____ EXCERPTED TEXT
When springtime begins, a blanket of bluebells transform Britain’s woodlands into something quite spectacular. When my parents enlightened me that they spotted bluebells on their walk the other day, I was up on my feet and dragging my partner, Mike, along with me to find them.
Although I’ve seen bluebells before, I’ve never laid my eyes on a bluebell forest. As we were walking along the Flitch Way in Essex, a few odd bluebell flowers began to appear and eventually we could see a blanket of intense blue lying under a canopy of trees in the distance. As we got closer, I became mesmerised. The sea of blue was absolutely beautiful. Could this prove that fairytale forests really do exist?
The bluebells in my photos are native bluebells (as opposed to Spanish bluebells). This is because the flower droops rather than standing up right and their petal tips curl back.
These blue flowers are valuable to bees and butterflies as their early flowering means that they are able to offer an early treat of nectar for them.
Many bluebells link back to the ice age where wildwood grew across Britain.
When do they appear?
Bluebells spend most of the year underneath the ground as bulbs and then they flower between April and May so there is not a very large window to see them in.
Where can they be seen?
Bluebells can be found in Western Europe and over half of the world’s population of bluebells grow in the UK. You can find them in vast woodlands, hedgerows and many fields.
Whatever you do, don’t eat them! Beautiful they may be, but bluebells contain a toxic that are poisonous to humans and animals.
________
» **EXERCISE DETAILS**:
Answer these from the text about bluebells, one answer per line:
(a) Which path in Essex were the writer and Mike walking along when they saw the bluebells?
(b) In which months do bluebells flower?
(c) How much of the world's bluebell population grows in the UK?
____ SOURCE INFORMATION
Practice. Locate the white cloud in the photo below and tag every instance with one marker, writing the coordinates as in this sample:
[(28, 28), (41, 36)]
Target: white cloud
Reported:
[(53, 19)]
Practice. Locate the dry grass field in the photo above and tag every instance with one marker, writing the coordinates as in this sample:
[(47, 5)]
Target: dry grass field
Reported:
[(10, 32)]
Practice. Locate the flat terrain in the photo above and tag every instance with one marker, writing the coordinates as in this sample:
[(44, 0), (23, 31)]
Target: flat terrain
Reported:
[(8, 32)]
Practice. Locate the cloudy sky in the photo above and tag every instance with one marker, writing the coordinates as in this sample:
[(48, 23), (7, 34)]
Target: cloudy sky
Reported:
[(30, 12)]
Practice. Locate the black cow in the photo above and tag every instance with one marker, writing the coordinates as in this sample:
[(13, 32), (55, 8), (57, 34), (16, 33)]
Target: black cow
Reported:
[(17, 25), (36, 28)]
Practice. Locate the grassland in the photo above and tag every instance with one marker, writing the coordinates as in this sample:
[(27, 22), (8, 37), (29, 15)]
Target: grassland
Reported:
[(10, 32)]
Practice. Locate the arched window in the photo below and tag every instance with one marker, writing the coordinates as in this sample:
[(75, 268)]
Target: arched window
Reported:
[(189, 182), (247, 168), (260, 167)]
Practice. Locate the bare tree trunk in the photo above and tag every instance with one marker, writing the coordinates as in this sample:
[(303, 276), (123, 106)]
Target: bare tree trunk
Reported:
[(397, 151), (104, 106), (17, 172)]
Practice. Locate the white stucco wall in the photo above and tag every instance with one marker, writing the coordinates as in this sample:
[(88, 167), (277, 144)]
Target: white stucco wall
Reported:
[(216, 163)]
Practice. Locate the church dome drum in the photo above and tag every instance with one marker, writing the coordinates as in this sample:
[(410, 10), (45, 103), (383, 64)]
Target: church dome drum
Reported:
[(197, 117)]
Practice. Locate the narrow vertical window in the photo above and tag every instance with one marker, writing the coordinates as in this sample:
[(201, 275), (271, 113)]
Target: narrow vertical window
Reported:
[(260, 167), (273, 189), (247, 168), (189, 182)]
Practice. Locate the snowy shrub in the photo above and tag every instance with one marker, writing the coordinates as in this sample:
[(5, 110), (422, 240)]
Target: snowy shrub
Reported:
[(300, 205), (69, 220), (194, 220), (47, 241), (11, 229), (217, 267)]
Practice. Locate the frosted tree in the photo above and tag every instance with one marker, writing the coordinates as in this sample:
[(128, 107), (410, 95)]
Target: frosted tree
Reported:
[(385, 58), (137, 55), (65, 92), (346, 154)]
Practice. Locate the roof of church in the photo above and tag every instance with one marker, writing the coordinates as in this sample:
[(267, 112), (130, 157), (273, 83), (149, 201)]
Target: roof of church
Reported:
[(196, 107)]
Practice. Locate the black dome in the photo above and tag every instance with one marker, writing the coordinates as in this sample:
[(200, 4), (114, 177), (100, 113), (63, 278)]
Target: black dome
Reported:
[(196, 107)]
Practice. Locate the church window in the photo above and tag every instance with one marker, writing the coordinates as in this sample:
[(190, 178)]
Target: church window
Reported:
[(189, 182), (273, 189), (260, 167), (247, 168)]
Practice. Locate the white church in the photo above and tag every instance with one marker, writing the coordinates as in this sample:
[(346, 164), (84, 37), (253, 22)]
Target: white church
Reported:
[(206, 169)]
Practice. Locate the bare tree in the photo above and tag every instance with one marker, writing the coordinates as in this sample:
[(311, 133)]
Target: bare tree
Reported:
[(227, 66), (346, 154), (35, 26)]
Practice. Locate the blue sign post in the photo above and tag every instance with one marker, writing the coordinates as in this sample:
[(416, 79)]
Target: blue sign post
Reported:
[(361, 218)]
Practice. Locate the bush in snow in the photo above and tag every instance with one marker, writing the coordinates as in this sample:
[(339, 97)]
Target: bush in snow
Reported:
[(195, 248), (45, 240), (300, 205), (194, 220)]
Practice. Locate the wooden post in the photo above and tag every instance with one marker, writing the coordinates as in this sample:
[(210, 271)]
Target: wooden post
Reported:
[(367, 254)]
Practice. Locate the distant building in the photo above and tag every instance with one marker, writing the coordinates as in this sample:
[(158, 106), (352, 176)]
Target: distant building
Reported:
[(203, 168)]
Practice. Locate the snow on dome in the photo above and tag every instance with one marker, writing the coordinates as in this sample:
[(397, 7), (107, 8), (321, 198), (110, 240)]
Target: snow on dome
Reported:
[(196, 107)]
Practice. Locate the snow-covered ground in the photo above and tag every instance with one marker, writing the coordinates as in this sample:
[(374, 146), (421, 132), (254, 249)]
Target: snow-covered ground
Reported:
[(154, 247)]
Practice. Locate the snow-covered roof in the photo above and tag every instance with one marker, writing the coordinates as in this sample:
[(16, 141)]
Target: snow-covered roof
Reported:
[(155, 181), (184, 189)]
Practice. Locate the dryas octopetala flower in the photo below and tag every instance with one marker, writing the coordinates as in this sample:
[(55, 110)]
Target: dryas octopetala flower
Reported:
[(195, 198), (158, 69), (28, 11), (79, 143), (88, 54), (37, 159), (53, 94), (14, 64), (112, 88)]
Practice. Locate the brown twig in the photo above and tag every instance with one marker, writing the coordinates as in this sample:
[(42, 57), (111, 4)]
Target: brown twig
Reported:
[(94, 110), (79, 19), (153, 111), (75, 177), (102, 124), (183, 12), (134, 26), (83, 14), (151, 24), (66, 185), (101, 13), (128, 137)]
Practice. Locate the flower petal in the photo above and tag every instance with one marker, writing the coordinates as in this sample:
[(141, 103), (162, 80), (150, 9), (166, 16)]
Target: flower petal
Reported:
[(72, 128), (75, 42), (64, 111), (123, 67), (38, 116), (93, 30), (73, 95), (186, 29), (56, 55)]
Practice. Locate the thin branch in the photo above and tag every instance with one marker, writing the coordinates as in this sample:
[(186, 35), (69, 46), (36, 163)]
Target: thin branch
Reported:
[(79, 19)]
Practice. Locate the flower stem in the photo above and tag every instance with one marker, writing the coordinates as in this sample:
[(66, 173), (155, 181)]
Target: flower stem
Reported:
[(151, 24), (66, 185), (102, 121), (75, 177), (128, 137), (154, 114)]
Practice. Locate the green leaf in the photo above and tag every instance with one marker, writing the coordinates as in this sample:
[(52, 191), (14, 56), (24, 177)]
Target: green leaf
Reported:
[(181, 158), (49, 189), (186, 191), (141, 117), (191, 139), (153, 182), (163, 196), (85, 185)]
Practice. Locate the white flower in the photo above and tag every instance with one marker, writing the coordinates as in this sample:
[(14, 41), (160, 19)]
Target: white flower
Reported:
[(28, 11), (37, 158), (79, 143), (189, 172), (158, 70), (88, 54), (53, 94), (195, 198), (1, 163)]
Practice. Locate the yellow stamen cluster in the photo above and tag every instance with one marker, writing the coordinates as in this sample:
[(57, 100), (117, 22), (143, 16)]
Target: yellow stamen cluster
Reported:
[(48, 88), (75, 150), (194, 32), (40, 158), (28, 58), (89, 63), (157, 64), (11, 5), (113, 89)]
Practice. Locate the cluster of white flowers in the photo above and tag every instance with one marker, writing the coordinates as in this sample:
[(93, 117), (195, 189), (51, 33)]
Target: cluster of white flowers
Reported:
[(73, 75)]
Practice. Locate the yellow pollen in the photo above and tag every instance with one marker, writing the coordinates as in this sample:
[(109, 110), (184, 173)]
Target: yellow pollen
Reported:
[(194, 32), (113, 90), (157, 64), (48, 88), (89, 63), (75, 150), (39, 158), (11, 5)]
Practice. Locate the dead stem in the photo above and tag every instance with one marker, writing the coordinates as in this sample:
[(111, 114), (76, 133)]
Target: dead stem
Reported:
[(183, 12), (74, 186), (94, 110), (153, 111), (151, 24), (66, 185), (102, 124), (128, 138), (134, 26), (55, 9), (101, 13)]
________
» **SOLUTION TO THE EXERCISE**:
(a) The Flitch Way
(b) April and May
(c) Over half